Annotation data for locating objects
▬▬▬▬▬▬▬▬▬▬

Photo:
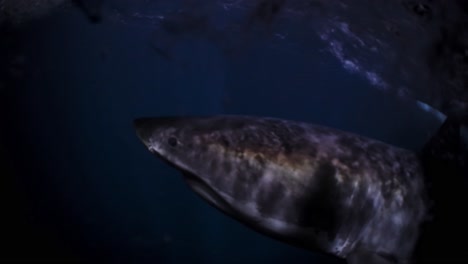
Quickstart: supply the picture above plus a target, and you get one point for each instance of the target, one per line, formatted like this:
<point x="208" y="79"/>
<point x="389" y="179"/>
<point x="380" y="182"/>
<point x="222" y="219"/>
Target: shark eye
<point x="172" y="141"/>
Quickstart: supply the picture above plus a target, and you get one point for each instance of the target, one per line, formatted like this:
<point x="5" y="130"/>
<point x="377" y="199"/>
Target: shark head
<point x="306" y="185"/>
<point x="243" y="167"/>
<point x="195" y="148"/>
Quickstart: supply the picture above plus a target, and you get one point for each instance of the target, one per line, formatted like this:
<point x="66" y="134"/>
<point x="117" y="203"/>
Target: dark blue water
<point x="81" y="186"/>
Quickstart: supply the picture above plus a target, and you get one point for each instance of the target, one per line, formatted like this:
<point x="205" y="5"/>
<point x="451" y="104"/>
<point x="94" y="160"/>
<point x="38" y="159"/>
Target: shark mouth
<point x="200" y="187"/>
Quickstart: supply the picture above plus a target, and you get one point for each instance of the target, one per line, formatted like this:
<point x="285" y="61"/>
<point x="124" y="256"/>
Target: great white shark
<point x="315" y="187"/>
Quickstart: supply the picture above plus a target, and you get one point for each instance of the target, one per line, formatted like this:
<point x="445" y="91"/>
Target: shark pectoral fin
<point x="368" y="257"/>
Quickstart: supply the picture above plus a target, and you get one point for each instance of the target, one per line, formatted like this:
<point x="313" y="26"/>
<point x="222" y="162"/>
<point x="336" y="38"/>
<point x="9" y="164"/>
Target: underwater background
<point x="77" y="184"/>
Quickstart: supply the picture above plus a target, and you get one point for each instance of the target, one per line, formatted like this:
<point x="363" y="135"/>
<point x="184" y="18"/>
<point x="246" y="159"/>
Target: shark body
<point x="307" y="185"/>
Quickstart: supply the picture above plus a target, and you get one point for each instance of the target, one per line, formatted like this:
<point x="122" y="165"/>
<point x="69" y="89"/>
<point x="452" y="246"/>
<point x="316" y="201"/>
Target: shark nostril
<point x="172" y="141"/>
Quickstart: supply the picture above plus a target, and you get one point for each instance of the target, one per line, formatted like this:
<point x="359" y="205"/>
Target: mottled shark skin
<point x="310" y="186"/>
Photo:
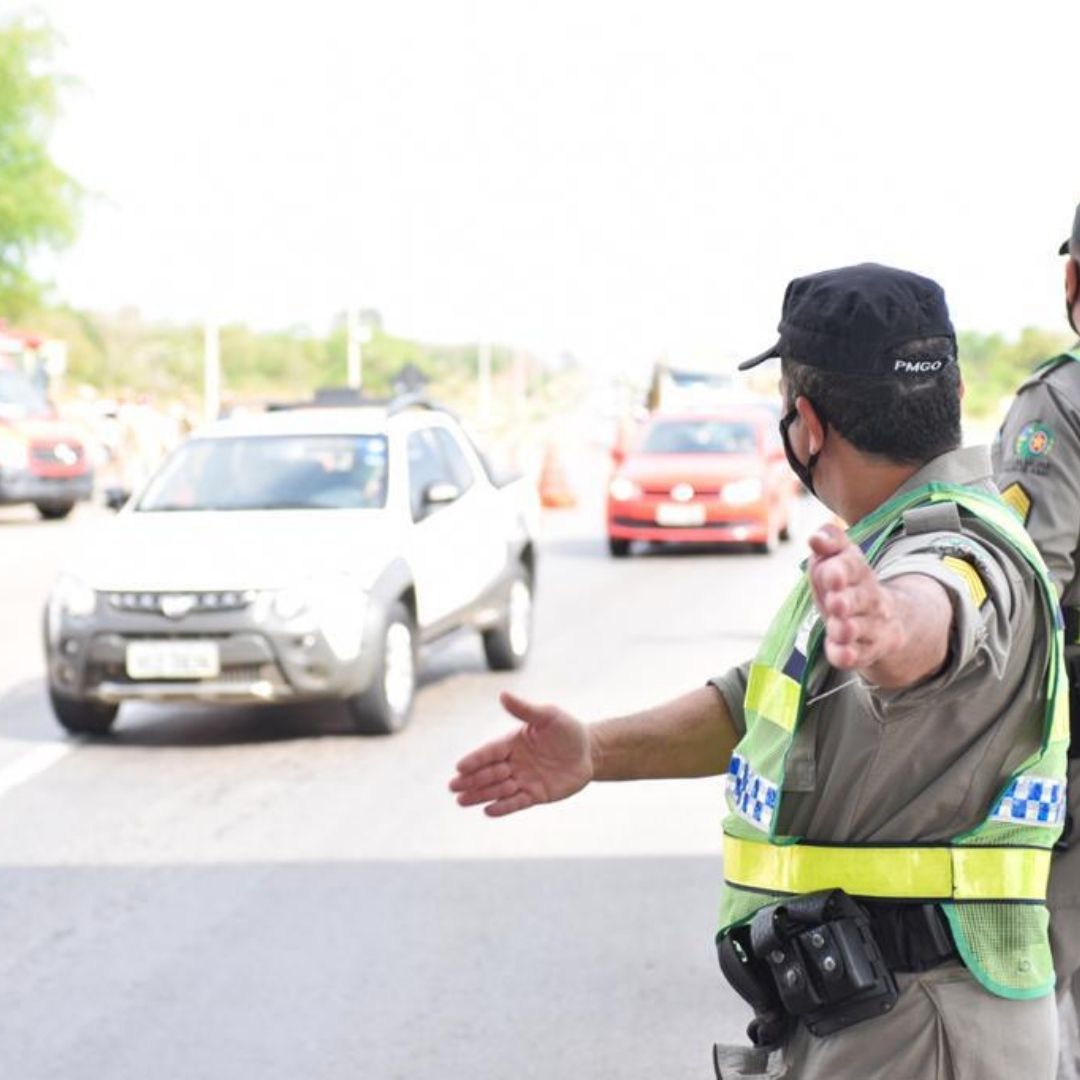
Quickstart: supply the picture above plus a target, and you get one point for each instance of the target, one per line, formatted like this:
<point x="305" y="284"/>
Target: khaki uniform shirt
<point x="925" y="763"/>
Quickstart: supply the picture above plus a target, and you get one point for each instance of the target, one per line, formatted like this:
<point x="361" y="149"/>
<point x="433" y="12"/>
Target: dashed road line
<point x="31" y="765"/>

▬▬▬▬▬▬▬▬▬▬

**GIVEN INSTRUCTION:** Transcribe every item above word for word, leaving the pictures out of your answer.

**SOLUTION TO THIS TASK:**
Photo:
Quickstart: supply the picture above plus a target, and you get one point for each instance of the target, one per line, formatted like this:
<point x="208" y="79"/>
<point x="389" y="179"/>
<point x="380" y="182"/>
<point x="222" y="219"/>
Target: shark eye
<point x="172" y="141"/>
Quickstart: supply the picture above plus a target, and you get one point for each instance of the target, one per line, formatted like this:
<point x="5" y="130"/>
<point x="377" y="199"/>
Target: shark head
<point x="306" y="185"/>
<point x="243" y="167"/>
<point x="195" y="148"/>
Quickstart: supply the picture above plus a target, and you get one point for each instance of the target, one per line, formatted like this:
<point x="66" y="134"/>
<point x="117" y="203"/>
Target: dark blue water
<point x="81" y="186"/>
Quickstart: supply the picture above plus a target, and you get one point for each instance of the target, one per line, formatted like this:
<point x="205" y="5"/>
<point x="451" y="104"/>
<point x="94" y="160"/>
<point x="38" y="159"/>
Target: shark mouth
<point x="200" y="187"/>
Quickstart: supply the picture above plus a target, and you get one point for each instance of the target, one per line, formatted like this:
<point x="285" y="61"/>
<point x="124" y="256"/>
Target: great white shark
<point x="315" y="187"/>
Quickstart: supply the picture above plus a target, and you get one point for each instance of the target, one per line, formatted like this:
<point x="445" y="91"/>
Target: shark pectoral fin
<point x="368" y="257"/>
Quickstart: supply the picture above plus a target, and you get one point for each instance of the target, one per line, formatted like this:
<point x="313" y="26"/>
<point x="222" y="162"/>
<point x="336" y="38"/>
<point x="9" y="164"/>
Target: underwater background
<point x="77" y="184"/>
Quickstart: supply the picture above plus a target, and you get one point for each instance of the target, one per line, formatted like this:
<point x="363" y="135"/>
<point x="184" y="18"/>
<point x="246" y="159"/>
Target: shark body
<point x="307" y="185"/>
Quickstart: supply the picture above plus a target, and you get one point for each instance of the target, one per line, formatted like this:
<point x="122" y="165"/>
<point x="69" y="89"/>
<point x="452" y="246"/>
<point x="316" y="201"/>
Target: shark nostril
<point x="172" y="141"/>
Quickstart: supply the picture above plus a target, and you get one point for each instance of the target, one per line, formatted like this:
<point x="359" y="205"/>
Target: mottled shark skin
<point x="310" y="186"/>
Photo:
Quickstart: supply the picture above plus a target, and you get one point for each instance of the target, one per line, formatted like this:
<point x="305" y="284"/>
Target: khaki uniform shirt
<point x="925" y="763"/>
Quickstart: supply the picture above plus a target, and you get one point for each instance of the target, one per line, formatted like this:
<point x="361" y="149"/>
<point x="433" y="12"/>
Target: dashed road line
<point x="31" y="765"/>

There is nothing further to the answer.